> **TASK DIRECTIONS**
Gather every line in the listing below that contains the word "white", and copy each of those lines in full.

Segmentation annotation records:
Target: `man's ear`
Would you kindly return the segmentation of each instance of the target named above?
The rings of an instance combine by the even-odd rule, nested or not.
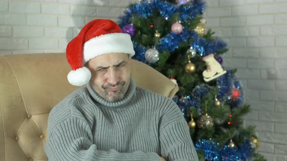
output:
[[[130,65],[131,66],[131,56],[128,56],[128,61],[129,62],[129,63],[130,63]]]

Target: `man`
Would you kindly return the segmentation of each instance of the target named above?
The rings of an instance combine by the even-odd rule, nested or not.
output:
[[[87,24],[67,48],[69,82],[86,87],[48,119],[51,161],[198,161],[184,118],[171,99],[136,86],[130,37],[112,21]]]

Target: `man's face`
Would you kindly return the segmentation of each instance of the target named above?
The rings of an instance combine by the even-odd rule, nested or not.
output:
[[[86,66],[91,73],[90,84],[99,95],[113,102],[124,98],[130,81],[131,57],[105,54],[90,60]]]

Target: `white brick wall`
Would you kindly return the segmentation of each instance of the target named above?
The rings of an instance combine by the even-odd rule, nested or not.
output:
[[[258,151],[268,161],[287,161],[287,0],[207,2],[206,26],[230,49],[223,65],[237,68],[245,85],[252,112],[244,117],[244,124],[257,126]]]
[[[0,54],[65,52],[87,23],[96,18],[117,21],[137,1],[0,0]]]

...

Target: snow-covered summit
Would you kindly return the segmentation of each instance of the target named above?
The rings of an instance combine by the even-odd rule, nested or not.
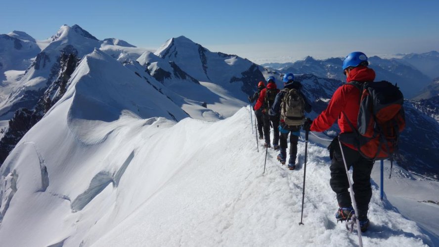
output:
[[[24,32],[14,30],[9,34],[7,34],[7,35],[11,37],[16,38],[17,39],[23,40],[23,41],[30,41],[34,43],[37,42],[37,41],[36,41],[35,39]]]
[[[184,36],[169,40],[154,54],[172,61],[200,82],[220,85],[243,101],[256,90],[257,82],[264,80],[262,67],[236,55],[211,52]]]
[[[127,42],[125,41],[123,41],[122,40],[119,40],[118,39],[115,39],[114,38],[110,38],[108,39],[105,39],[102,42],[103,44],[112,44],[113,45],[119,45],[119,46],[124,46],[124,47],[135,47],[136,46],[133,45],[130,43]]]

==

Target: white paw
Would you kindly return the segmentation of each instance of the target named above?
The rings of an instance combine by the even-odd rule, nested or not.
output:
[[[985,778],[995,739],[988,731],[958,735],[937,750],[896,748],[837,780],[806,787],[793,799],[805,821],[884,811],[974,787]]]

> **WRITTEN REPLY**
Target: `white brick wall`
Target: white paw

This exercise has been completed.